Exercise task 1:
Identify every line in the records below that contains the string "dark" and copy each one.
#### Text excerpt
In a preferred embodiment, substantially the entirety of the head is derived from said piece.
Preferably, the indicator is formed so as to include a casing over said downwardly projecting member, which casing is configured to deform against a side wall of the cavity when forced into the cavity, thereby effecting anchorage of the head over the ground surface.
In one embodiment of the invention, the casing is moulded to the downwardly projecting member, and wherein the moulding is effected to form, in addition to said casing, an infill which occupies a downwardly opening recess defined within the head created by the plastic deformation of the section of metal plate.
Preferably, said material flows to occupy substantially the entirety of said void.
Preferably, the void is bounded at an upper end thereof by a lower end of said plug portion.
Preferably, the void extends transversely or circumferentially.
Preferably, the element is configured with a transversely or radially inward taper defining said void.
Preferably, the plug portion is machined after the countersinking is effected such that what remains thereof is flush with an upwardly facing surface of the head.
Preferably, the downwardly projecting member comprises a stem. In such an embodiment, the head may be generally button-shaped or configured in the form of a truncated cone.
Also disclosed is a method of manufacturing a tactile ground surface indicator which comprises a head configured to lie fixed over a ground surface, the method comprising plastically deforming a section of metal plate to form a dish-shaped piece and machining an exterior of the dish-shaped piece whereby an external profile of said head is formed.
The section of metal plate may be substantially simultaneously cut - for example punched - from flat metal plate and plastically deformed to form said piece. In an alternative configuration, the section of metal plate may be cut - for example punched - from the flat metal plate to form a blank and the blank is thereafter plastically deformed to form said piece.
Said section may be coined to form the dish-shaped piece. Alternatively, said section may be forged to form the dish-shaped piece.
Said dish-shaped piece may be formed so as to have a substantially flat central portion and a sloped peripheral portion extending radially outwardly from the central portion.
The section may be substantially circular, whereby the dish-shaped piece is generally frustoconical and the head is generally button-shaped. The head may be formed such that a lower end of a peripheral side wall thereof has an outer diameter of about 35mm and an upper end of the peripheral side wall has an outer diameter of about 25mm. The head may be formed such that it has a height in the range of about 4mm to about 5mm.
Said head may be configured with a grip, and said machining may comprise machining the central portion to form the grip.
The grip may comprise concentric upwardly projecting ribs. The dish-shaped piece may be the generally frustoconical one, whereby the ribs comprise rings.
In one example, the machining is effected such that the grip includes or is defined by an upwardly projecting lip which is coincident with or closely adjacent to an upper end of an inclined peripheral side face of the head. The dish-shaped piece may be the generally frustoconical one, such that the lip is a ring.
In one example, said head is to have a smooth inclined peripheral side face and said machining comprises machining the peripheral portion to define said side face. In another example, said head is to have a peripheral side wall having an inclined, stepped exterior, and said machining comprises machining the peripheral portion to define that exterior.
The element defining the downwardly projecting member or from which that member is derived may be connected to the head/piece before the machining. Advantageously, the dish-shaped piece can then be mounted to an apparatus, for example a lathe, used to effect the machinining, via the element.
The plastic deformation may be effected by swaging.
Preferably, the downwardly projecting member or stem is metal.
########
#### Records to use
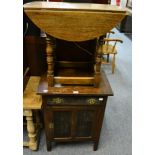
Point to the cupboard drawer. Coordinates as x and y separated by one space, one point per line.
74 100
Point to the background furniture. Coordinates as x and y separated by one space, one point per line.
73 113
31 104
110 49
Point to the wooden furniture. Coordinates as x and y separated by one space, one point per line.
73 22
110 49
73 113
31 104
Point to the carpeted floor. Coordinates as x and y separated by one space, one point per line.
116 134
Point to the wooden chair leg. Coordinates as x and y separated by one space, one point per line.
113 64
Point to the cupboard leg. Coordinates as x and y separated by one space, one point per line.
95 145
31 132
48 145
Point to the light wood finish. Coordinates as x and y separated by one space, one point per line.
108 49
74 21
31 102
75 80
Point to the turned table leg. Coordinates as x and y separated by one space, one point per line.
95 145
32 144
97 66
50 45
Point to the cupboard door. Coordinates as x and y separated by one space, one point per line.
85 123
62 124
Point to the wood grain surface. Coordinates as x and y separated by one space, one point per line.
74 21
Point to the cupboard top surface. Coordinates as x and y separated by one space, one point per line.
104 89
74 21
73 6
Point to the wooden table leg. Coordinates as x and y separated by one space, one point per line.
32 144
95 145
48 145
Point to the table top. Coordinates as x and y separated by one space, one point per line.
74 21
103 90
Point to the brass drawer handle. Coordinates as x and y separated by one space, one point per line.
57 100
91 101
51 125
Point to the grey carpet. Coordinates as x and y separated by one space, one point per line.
116 134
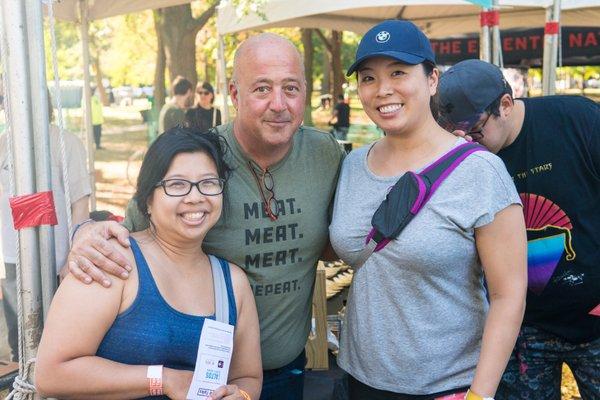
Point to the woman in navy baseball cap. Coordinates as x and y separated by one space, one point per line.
419 323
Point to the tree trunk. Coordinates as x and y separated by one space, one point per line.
179 29
326 81
99 85
336 64
308 61
159 71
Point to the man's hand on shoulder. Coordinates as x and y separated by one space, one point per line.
92 256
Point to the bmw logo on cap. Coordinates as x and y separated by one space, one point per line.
382 37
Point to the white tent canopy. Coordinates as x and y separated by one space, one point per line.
437 18
97 9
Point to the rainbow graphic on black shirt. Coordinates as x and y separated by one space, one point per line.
549 234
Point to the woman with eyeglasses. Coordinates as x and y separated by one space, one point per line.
420 324
203 115
108 343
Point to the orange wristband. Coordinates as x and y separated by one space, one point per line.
154 376
471 395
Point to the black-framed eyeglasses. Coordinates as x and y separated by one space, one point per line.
182 187
477 134
266 181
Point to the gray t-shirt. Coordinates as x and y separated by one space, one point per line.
279 257
417 308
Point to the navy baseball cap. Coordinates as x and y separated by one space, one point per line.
400 40
467 89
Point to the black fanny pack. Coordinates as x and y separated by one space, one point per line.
408 196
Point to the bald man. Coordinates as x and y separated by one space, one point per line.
275 218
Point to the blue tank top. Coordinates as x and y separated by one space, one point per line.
151 332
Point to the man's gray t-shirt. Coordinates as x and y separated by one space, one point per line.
417 308
279 257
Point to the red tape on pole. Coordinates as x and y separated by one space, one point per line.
489 18
33 210
494 18
552 28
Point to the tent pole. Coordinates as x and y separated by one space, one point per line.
222 70
87 95
20 120
496 39
484 40
41 142
551 35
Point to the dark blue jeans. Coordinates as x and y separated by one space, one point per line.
285 383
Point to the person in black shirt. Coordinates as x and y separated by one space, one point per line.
340 120
551 148
203 116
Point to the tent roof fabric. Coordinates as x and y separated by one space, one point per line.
437 18
68 10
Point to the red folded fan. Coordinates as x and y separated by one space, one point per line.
32 210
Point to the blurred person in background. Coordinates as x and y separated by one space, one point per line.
203 116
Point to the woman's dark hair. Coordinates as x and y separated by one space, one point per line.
434 101
161 153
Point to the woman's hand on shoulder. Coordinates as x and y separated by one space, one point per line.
228 392
176 383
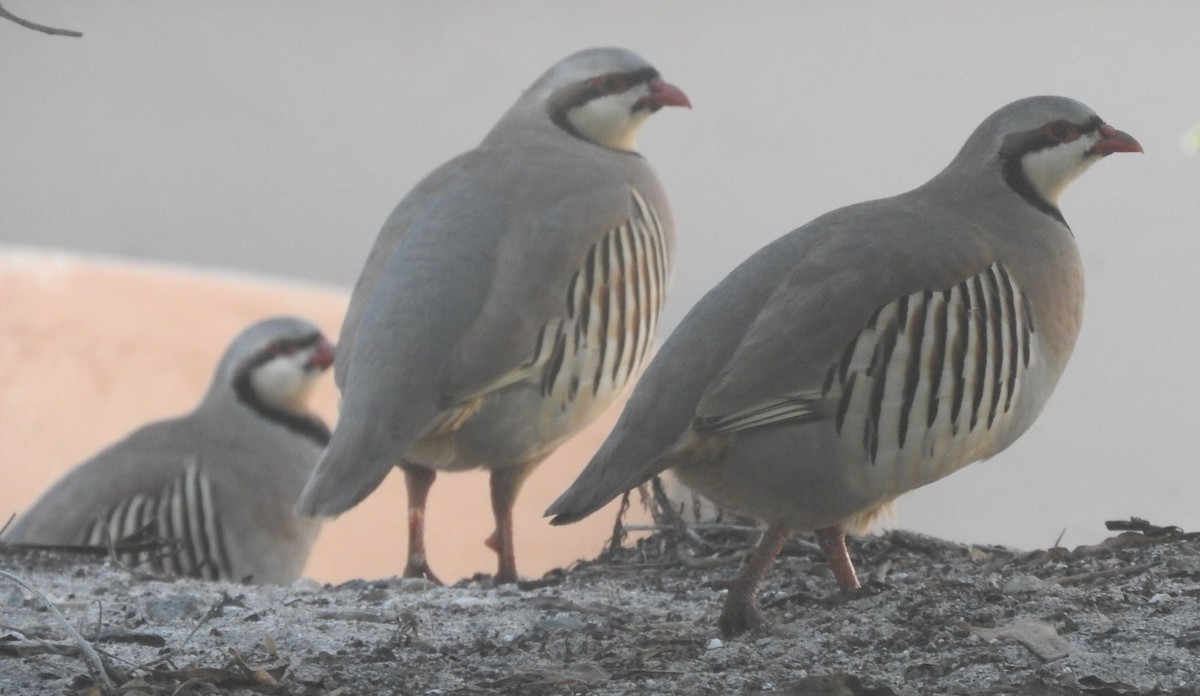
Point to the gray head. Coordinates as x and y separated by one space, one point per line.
274 364
600 95
1039 145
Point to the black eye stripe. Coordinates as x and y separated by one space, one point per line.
588 93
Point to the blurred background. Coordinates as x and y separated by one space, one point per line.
257 148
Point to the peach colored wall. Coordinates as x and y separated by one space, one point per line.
93 348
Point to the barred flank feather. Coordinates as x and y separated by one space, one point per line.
183 517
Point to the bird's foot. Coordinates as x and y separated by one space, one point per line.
421 569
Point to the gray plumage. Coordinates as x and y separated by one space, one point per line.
509 298
217 484
873 351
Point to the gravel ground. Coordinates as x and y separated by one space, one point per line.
936 618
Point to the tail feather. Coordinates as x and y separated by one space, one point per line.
340 483
601 481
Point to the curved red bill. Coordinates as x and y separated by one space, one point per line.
1114 141
664 94
324 355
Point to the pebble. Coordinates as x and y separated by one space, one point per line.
174 607
1023 583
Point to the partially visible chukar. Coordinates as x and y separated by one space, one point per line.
508 300
873 351
217 485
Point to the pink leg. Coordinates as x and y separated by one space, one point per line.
741 612
419 480
833 543
505 484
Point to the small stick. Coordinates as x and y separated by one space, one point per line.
1103 574
90 657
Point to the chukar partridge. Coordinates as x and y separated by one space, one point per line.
873 351
508 300
216 486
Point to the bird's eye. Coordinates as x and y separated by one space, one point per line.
609 84
1061 131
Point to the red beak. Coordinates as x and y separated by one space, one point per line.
1114 141
664 94
324 355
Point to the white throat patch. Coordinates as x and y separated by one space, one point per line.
610 121
1051 169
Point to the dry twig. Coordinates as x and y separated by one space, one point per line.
94 664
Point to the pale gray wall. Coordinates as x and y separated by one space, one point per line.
275 137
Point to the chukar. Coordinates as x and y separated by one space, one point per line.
216 485
508 300
873 351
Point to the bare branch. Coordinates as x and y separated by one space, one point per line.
94 664
36 27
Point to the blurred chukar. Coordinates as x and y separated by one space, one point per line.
216 485
873 351
508 300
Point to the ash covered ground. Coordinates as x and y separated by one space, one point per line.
935 618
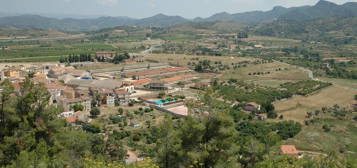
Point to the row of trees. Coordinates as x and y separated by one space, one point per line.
76 58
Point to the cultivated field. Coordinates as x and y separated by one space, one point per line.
287 73
297 107
342 82
341 138
182 60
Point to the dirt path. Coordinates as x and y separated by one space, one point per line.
312 77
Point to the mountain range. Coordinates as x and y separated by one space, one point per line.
323 9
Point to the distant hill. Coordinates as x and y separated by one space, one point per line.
332 30
69 24
323 9
206 26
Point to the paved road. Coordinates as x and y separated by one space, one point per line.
49 38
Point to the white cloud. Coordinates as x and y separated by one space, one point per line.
107 2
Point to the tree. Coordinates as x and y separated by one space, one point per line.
168 146
120 111
94 112
78 107
8 89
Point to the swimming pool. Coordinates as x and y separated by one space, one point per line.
161 101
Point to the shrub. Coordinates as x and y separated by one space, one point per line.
326 128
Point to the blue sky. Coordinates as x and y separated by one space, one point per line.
145 8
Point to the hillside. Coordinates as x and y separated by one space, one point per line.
333 30
70 24
323 9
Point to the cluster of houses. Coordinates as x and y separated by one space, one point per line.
69 86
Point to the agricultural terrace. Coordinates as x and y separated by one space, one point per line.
296 107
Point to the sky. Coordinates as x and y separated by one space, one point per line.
145 8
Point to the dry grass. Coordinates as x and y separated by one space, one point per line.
342 82
287 73
296 107
182 59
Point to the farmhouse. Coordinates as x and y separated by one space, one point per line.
14 73
252 106
105 55
67 104
58 71
289 150
156 72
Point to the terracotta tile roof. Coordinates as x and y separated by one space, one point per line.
254 104
121 92
177 78
157 71
39 75
289 150
62 68
141 81
105 52
71 119
54 86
########
Exercise task 2:
Extend the text on tactile ground surface indicators above, starting after its last sentence.

Written answer 1:
Point to the dark blue jeans. Coordinates as x and y separated by one space, one point per line.
Point to the woman's dark hair. Coordinates as x and y separated by one space, one point per line.

Written answer 2:
Preferably, the metal is steel. Preferably, the steel is stainless steel.
In one embodiment, the indicator is one in which the downwardly projecting member or stem is fully exposed. The downwardly projecting member or stem may then be received directly into cement or adhesive in the cavity to be secured thereby when the cement or adhesive sets, such that anchorage of the head over the ground surface is effected. Preferably the downwardly projecting member or stem is shaped to form an interlock with the cement or adhesive when set; to this end, the downwardly projecting member or stem may be configured with a circumferentially extending notch or channel into which adhesive/cement in the channel can flow before it sets.
In another embodiment the indicator is to include a casing over said downwardly projecting member or stem, which casing is configured to deform against a side wall of the cavity when forced into the cavity, thereby effecting anchorage of the head over the ground surface. Preferably the downwardly projecting member or stem is shaped to form an interlock with the casing; to this end, the downwardly projecting member or stem may be configured with a peripherally or circumferentially or peripherally extending notch or channel which receives a complementarily formed, transversely or radially inwardly projecting portion of said casing.
Preferably, the casing is plastic.
Preferably, the casing is moulded to the downwardly projecting member or stem. Preferably, the casing is formed by injection moulding.
In one example, the injection moulding is effected to form, in addition to said casing, an infill which occupies a downwardly opening recess defined within the head and created by the plastic deformation of the section of metal plate.
Also disclosed is an indicator formed by a method according to the first aspect.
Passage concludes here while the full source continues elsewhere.